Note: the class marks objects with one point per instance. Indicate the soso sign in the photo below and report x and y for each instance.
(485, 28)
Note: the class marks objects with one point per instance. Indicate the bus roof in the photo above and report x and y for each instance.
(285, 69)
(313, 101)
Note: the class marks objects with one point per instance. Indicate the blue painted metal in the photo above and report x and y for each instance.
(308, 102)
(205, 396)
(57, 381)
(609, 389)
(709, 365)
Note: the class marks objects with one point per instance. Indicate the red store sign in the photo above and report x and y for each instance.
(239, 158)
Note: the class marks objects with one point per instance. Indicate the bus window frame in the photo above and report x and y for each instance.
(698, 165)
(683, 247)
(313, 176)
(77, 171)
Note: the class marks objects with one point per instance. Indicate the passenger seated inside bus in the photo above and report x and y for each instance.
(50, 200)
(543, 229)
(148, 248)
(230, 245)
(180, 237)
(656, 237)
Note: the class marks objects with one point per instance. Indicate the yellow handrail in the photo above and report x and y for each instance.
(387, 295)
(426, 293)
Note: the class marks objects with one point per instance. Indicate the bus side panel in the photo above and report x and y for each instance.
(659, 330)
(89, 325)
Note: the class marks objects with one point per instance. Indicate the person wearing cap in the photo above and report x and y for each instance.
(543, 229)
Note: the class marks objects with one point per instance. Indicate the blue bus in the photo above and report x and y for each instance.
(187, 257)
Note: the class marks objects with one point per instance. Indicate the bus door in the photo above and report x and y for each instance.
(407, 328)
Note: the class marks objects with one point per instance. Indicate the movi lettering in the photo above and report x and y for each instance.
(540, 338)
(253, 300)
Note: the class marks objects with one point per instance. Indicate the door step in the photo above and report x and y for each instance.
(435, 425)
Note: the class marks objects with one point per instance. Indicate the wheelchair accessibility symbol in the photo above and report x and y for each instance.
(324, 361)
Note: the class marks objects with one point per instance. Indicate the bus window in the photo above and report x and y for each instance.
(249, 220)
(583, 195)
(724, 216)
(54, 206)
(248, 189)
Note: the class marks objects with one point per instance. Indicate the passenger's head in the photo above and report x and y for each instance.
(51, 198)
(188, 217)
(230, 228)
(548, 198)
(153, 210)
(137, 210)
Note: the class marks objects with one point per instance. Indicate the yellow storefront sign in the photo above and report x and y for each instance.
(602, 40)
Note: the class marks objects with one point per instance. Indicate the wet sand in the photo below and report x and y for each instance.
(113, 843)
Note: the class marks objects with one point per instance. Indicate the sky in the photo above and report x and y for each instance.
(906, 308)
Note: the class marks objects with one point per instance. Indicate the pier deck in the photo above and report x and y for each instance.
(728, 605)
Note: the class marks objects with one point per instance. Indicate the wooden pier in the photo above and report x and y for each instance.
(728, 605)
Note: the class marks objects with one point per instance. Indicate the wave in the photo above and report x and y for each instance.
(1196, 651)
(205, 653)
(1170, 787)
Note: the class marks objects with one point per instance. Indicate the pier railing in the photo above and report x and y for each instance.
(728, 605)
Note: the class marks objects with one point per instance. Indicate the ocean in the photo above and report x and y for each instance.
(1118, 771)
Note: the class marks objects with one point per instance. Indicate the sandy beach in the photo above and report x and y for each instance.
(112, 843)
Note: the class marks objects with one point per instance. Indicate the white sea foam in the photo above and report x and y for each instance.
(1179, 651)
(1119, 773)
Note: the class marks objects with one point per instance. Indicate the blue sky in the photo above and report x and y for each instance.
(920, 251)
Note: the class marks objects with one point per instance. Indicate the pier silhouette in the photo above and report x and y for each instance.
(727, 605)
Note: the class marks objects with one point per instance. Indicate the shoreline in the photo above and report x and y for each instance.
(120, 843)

# WHAT YOU ARE ASKED TO DO:
Output the records verbatim, from the first line to the last.

# FINAL ANSWER:
Note: the class marks objects with one point per instance. Indicate the soso sign in the photo below and report x and y for each instance.
(485, 28)
Note: the class marks objects with one point per instance. Indicate the bus roof in the photo above and report x and y for each instance.
(285, 69)
(313, 101)
Note: the class marks objects with one point per instance. Indicate the blue painted metal in the photo above and report x and y for each instance.
(308, 102)
(205, 396)
(57, 381)
(609, 389)
(709, 365)
Note: the class marks objects with one point per instance. Indicate the red store sign in the photo above and report x and y for each instance.
(239, 158)
Note: the class marks objects with one point per instance. Indicate the bus window frame in the photo above and report x and y for each instance.
(698, 165)
(683, 247)
(313, 176)
(77, 171)
Note: the class marks objects with one point per instance. Indicate the passenger seated inside bus in the photo above and report x and y for each instance.
(50, 200)
(543, 229)
(148, 248)
(230, 245)
(180, 237)
(656, 237)
Note: the class marks objects with one point per instance. Indicate the yellow handrail in the photo above and report x and y for each instance.
(387, 295)
(426, 293)
Note: the class marks objects with one point per instance. Indicate the bus side panel in the photo above and report x and y for each instance.
(659, 330)
(89, 325)
Note: the class marks objects with one point per instance. Indicate the person wearing cap in the photo above and report x and y for each instance.
(543, 229)
Note: the class marks objects with one point per instance. Indicate the blue bus in the photo above and report x and y for each instance.
(187, 257)
Note: the class marks objects with one point per instance. Indicate the bus door in the photo above and report x and y for each instance.
(407, 328)
Note: the class marks objects with one point per instance. Indicate the movi lettering in the photo above and report x and y for each instance.
(540, 338)
(253, 300)
Note: the class marks objects with one point per instance. Indicate the door step in the photo above and report x and y for each instance.
(435, 425)
Note: the class marks objects with one point per instance. Indicate the wheelchair accessibility symbol in the photo above and report x and y for each instance.
(324, 361)
Note: the class marks objects with one point per instance. Indicate the bus window in the photo above and report x and y for each instance.
(249, 220)
(583, 195)
(724, 216)
(54, 206)
(248, 189)
Note: the class marks objects with one point per instance. Indicate the passenger's head in the photo above and report x and y for each instance.
(51, 198)
(188, 217)
(230, 228)
(548, 198)
(153, 210)
(137, 210)
Note: the class marks objects with one point per instance. Indicate the yellow storefront sign in the photo above and report x and y for each instance.
(602, 40)
Note: the class marks objects with one point per instance. Indicate the wet sand in the photo below and report x and y for each instance.
(113, 843)
Note: the class marks objects with one point per instance. Indicate the sky in the photo above and report x and y for each instance.
(906, 308)
Note: the class marks objects with one point per instance. Indicate the pier deck in the photo above and report x and y for each instance.
(728, 605)
Note: the class marks objects with one point per instance. Indicate the wooden pier in the photo above and report x and y for each instance.
(728, 605)
Note: the class marks objects with one point per instance. Indicate the wave in the photo above and report x and y for each instance.
(1196, 651)
(205, 653)
(1170, 787)
Note: the class marks objects with one point per instance. Indicate the pier railing in the photo above and report x and y for each instance.
(728, 605)
Note: the class marks objects with one point per instance. Indicate the ocean in the photo above and report x and y for each instance.
(1118, 771)
Note: the class marks objects with one point per instance. Indicate the sandy beach in the photo above and report x and y for each instance.
(112, 843)
Note: the class marks objects with one point per instance. Indicate the white sea foam in the photo above and report x and y for each instance.
(1179, 651)
(1119, 773)
Note: the class marks objects with one point per instance. Indicate the blue sky in the photo above and report x and y for each instance.
(920, 251)
Note: the class marks objects with one point per instance. Indicate the pier silhouette in the photo above and report x and y for each instance.
(727, 605)
Note: the class marks objects with one point per instance. Indicate the shoreline in the photo above and report x and y for each instance.
(120, 843)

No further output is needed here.